[Data records]:
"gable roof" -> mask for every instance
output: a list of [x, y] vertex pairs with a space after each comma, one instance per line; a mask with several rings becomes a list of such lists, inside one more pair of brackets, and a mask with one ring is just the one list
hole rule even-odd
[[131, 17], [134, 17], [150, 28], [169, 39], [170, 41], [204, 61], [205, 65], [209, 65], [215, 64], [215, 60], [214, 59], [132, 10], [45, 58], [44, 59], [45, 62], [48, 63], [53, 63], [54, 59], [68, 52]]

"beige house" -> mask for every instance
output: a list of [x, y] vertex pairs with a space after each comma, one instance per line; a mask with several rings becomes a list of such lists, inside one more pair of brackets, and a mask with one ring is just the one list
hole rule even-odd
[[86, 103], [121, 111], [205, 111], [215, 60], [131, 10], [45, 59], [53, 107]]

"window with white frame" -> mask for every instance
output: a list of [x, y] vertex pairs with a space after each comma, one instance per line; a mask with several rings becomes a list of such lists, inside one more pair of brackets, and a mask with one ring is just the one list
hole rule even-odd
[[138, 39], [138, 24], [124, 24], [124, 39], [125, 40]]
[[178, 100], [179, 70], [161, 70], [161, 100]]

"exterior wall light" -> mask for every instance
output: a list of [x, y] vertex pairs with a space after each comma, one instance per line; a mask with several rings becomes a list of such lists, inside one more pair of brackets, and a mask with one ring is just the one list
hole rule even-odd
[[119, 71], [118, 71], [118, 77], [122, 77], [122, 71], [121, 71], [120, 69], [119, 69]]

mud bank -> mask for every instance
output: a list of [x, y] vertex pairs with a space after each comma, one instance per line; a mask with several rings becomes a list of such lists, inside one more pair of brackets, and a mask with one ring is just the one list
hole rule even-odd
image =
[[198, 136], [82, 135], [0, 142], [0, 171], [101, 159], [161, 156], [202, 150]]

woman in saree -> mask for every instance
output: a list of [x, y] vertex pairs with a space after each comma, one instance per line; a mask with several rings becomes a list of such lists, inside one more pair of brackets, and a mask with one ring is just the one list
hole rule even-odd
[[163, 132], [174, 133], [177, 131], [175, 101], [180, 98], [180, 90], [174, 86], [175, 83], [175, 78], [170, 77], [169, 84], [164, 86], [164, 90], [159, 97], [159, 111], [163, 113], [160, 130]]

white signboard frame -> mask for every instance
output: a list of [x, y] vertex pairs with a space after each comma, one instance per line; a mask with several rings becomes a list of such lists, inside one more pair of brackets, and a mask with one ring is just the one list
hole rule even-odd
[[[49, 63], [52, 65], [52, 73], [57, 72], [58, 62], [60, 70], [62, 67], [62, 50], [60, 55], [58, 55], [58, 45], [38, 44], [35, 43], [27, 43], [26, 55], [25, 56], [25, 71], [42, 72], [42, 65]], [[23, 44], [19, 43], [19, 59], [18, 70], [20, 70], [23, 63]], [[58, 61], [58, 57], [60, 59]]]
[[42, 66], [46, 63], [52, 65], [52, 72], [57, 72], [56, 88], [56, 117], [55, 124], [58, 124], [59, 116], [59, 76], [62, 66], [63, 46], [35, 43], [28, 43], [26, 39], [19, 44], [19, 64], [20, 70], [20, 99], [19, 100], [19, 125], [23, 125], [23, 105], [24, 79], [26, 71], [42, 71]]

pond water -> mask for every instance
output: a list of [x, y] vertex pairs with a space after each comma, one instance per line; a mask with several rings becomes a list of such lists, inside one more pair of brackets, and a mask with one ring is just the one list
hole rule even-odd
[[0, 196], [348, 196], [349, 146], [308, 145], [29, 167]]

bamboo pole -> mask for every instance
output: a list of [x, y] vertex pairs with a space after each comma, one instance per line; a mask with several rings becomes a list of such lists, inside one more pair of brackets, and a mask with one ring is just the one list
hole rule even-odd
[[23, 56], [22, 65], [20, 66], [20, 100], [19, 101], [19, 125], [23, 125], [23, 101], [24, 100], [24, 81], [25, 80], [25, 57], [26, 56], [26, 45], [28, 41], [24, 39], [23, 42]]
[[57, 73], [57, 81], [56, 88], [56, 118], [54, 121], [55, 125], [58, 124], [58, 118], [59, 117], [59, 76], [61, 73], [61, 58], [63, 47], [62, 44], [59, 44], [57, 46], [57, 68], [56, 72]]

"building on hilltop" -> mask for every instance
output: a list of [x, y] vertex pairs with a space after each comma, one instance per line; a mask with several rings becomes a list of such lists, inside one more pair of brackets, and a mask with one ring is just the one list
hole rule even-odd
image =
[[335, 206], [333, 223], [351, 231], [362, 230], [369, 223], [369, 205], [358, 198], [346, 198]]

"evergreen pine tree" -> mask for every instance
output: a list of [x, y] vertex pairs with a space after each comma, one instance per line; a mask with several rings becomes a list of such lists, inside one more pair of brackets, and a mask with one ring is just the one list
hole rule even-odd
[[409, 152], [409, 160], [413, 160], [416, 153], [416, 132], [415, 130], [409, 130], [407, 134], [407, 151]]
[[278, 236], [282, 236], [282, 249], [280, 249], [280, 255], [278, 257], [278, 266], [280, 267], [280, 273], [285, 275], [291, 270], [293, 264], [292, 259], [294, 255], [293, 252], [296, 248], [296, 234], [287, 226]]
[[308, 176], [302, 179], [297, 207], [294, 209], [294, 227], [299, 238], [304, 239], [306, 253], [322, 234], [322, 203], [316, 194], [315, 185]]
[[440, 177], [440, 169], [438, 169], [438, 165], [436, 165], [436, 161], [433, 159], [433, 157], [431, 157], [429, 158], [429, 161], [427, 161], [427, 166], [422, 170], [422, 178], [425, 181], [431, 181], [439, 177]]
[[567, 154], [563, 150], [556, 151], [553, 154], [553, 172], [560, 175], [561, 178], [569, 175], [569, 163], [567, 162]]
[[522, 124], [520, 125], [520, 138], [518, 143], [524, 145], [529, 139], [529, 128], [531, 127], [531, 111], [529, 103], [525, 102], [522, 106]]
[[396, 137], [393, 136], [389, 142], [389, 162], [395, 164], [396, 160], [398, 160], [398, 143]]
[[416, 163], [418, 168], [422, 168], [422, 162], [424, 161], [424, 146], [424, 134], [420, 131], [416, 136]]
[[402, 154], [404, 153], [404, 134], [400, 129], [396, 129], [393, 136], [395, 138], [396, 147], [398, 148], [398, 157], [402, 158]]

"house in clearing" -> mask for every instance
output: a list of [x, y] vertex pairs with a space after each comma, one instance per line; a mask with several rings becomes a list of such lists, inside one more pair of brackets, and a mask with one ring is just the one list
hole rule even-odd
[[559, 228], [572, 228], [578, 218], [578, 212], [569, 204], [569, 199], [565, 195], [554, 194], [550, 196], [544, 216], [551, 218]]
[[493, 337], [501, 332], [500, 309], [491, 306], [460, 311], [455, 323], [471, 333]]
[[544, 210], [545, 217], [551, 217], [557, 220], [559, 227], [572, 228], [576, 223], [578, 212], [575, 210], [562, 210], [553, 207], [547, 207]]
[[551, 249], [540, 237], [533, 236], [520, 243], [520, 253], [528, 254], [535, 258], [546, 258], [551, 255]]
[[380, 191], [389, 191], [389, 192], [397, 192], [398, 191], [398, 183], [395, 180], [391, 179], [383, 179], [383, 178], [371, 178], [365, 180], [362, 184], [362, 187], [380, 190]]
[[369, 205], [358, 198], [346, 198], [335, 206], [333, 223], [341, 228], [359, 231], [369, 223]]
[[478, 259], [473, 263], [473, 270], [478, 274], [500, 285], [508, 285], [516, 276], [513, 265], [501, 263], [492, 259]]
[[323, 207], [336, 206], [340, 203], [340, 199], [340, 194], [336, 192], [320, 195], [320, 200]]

[Task directions]:
Rewrite all of the data above, replacing each occurrence of "vertex pairs" with "coordinate pairs" and changing nothing else.

[Output of the exercise]:
"gable roof" -> mask for every instance
output: a list of [x, y] coordinate pairs with a space after each comma, one instance per line; a mask with several rings becomes a list of such lists, inside one more pair of brackets, and a mask with one ring is just the one list
hole rule even-odd
[[131, 17], [134, 17], [150, 28], [169, 39], [170, 41], [204, 61], [205, 65], [209, 65], [215, 64], [215, 60], [214, 59], [132, 10], [45, 58], [44, 59], [45, 62], [48, 63], [53, 63], [54, 59], [68, 52]]

"beige house" -> mask for every instance
output: a list of [x, y] coordinate pairs with a space after each comma, one instance per line; a mask with several rings becomes a list of such lists, inside one more pair of brackets, and a mask with one ring is just the one list
hole rule even-odd
[[86, 103], [121, 111], [205, 111], [215, 60], [131, 10], [45, 59], [53, 107]]

"window with white frame" -> mask for every instance
output: a list of [x, y] coordinate pairs with a space after each comma, one instance per line; a mask with several rings becomes a list of such lists, inside one more pair of brackets, and a mask with one ring is just the one list
hole rule even-odd
[[138, 39], [138, 24], [124, 24], [124, 39], [125, 40]]
[[178, 100], [179, 70], [161, 70], [161, 100]]

"exterior wall light" -> mask for every instance
output: a list of [x, y] coordinate pairs with a space after each comma, one instance per line; a mask with several rings becomes a list of such lists, inside one more pair of brackets, and a mask with one ring is just the one list
hole rule even-odd
[[119, 71], [118, 71], [118, 77], [122, 77], [122, 71], [121, 71], [120, 69], [119, 69]]

mud bank -> mask for every instance
output: a list of [x, y] coordinate pairs with a space after each comma, one instance per line; a mask with several rings becomes a list of such lists, inside one more pair of brackets, and a mask with one ring is just the one list
hole rule even-odd
image =
[[198, 136], [82, 135], [0, 142], [0, 171], [101, 159], [161, 156], [202, 150]]

woman in saree -> mask for every instance
output: a list of [x, y] coordinate pairs with a space after each comma, one instance per line; a mask with several rings becomes a list of such lists, inside one more pair of brackets, and a mask with one ring is just the one list
hole rule even-odd
[[163, 132], [174, 133], [177, 131], [175, 101], [180, 98], [180, 90], [174, 86], [175, 83], [175, 78], [170, 77], [169, 84], [164, 86], [164, 90], [159, 97], [159, 111], [163, 113], [160, 130]]

white signboard frame -> mask for every instance
output: a list of [x, y] coordinate pairs with a space after each comma, one instance per line; a mask with several rings becomes a list of such lists, inside one more pair of brackets, and a mask with one ring is just the one list
hole rule even-odd
[[[49, 63], [52, 65], [52, 73], [57, 72], [58, 62], [60, 70], [62, 67], [62, 50], [60, 55], [58, 55], [58, 45], [38, 44], [35, 43], [27, 43], [26, 55], [25, 56], [25, 71], [42, 72], [42, 65]], [[23, 44], [19, 43], [19, 59], [18, 70], [20, 70], [23, 63]], [[58, 61], [58, 57], [60, 59]]]
[[42, 66], [46, 63], [52, 65], [52, 72], [57, 72], [56, 88], [56, 117], [55, 124], [58, 124], [59, 116], [59, 76], [62, 66], [63, 46], [35, 43], [28, 43], [26, 39], [19, 44], [19, 64], [20, 70], [20, 99], [19, 100], [19, 125], [23, 125], [23, 105], [24, 79], [26, 71], [42, 71]]

pond water -> mask for every instance
output: a list of [x, y] coordinate pairs with a space after each comma, one instance per line; a mask with several rings becomes a list of such lists, inside one more pair of brackets, and a mask with one ring is just the one list
hole rule even-odd
[[0, 196], [348, 196], [349, 146], [308, 145], [29, 167]]

bamboo pole -> mask for every instance
output: a list of [x, y] coordinate pairs with a space after each comma, one instance per line; a mask with several rings becomes a list of such lists, inside one more pair of brackets, and a mask with one ring is just the one list
hole rule even-odd
[[23, 56], [22, 65], [20, 66], [20, 100], [19, 101], [19, 125], [23, 125], [23, 101], [24, 100], [24, 81], [25, 80], [25, 57], [26, 56], [26, 45], [28, 41], [24, 39], [23, 42]]
[[57, 73], [57, 81], [56, 88], [56, 118], [54, 121], [55, 125], [58, 124], [58, 118], [59, 117], [59, 76], [61, 73], [61, 58], [63, 47], [62, 44], [59, 44], [57, 46], [57, 68], [56, 72]]

"building on hilltop" -> mask for every instance
output: a list of [x, y] coordinate pairs with a space after each comma, one instance per line; a mask with several rings becomes a list of such lists, inside one more pair of brackets, and a mask with one ring is just the one list
hole rule even-odd
image =
[[335, 206], [333, 223], [351, 231], [362, 230], [369, 223], [369, 205], [358, 198], [346, 198]]

"evergreen pine tree" -> mask for every instance
output: a list of [x, y] coordinate pairs with a space after each comma, one instance per line; a mask with several rings becomes a list of such lists, inside one more pair of brackets, and a mask with one ring is just the one list
hole rule even-odd
[[409, 152], [409, 160], [413, 160], [416, 153], [416, 132], [415, 130], [409, 130], [407, 134], [407, 151]]
[[278, 236], [282, 236], [282, 249], [280, 249], [280, 255], [278, 257], [278, 266], [280, 267], [280, 273], [285, 275], [291, 270], [293, 264], [292, 259], [294, 255], [293, 252], [296, 248], [296, 234], [287, 226]]
[[308, 176], [302, 179], [297, 207], [294, 209], [294, 227], [299, 238], [304, 239], [306, 253], [322, 234], [322, 203], [316, 194], [315, 185]]
[[440, 177], [440, 169], [438, 169], [438, 165], [436, 165], [436, 161], [433, 159], [433, 157], [431, 157], [429, 158], [429, 161], [427, 161], [427, 166], [422, 170], [422, 178], [425, 181], [431, 181], [439, 177]]
[[567, 154], [563, 150], [556, 151], [553, 154], [553, 172], [560, 175], [561, 178], [569, 175], [569, 163], [567, 162]]
[[522, 124], [520, 125], [520, 138], [518, 143], [524, 145], [529, 139], [529, 128], [531, 127], [531, 111], [529, 103], [525, 102], [522, 106]]
[[396, 137], [393, 136], [389, 142], [389, 162], [395, 164], [396, 160], [398, 160], [398, 143]]
[[416, 163], [418, 168], [422, 168], [422, 162], [424, 161], [424, 146], [424, 134], [420, 131], [416, 136]]
[[402, 154], [404, 153], [404, 134], [400, 129], [396, 129], [393, 136], [395, 138], [396, 147], [398, 148], [398, 157], [402, 158]]

"house in clearing" -> mask for every instance
output: a list of [x, y] coordinate pairs with a space after each comma, one instance per line; a mask with several rings becomes a list of such lists, inside one more pair of brackets, and a mask with one ring is just the one list
hole rule even-odd
[[559, 228], [572, 228], [578, 218], [578, 212], [569, 204], [569, 199], [565, 195], [554, 194], [550, 196], [544, 216], [551, 218]]
[[493, 337], [501, 332], [500, 309], [491, 306], [460, 311], [455, 323], [471, 333]]
[[544, 210], [545, 217], [551, 217], [557, 220], [559, 227], [572, 228], [576, 223], [578, 212], [575, 210], [562, 210], [553, 207], [547, 207]]
[[551, 249], [540, 237], [533, 236], [520, 243], [520, 253], [528, 254], [535, 258], [546, 258], [551, 255]]
[[380, 191], [389, 191], [389, 192], [397, 192], [398, 191], [398, 183], [395, 180], [391, 179], [383, 179], [383, 178], [371, 178], [365, 180], [362, 184], [362, 187], [380, 190]]
[[369, 205], [358, 198], [346, 198], [335, 206], [333, 223], [341, 228], [359, 231], [369, 223]]
[[478, 259], [473, 263], [473, 270], [478, 274], [500, 285], [508, 285], [516, 276], [513, 265], [501, 263], [492, 259]]
[[323, 207], [336, 206], [340, 203], [340, 199], [340, 194], [336, 192], [320, 195], [320, 200]]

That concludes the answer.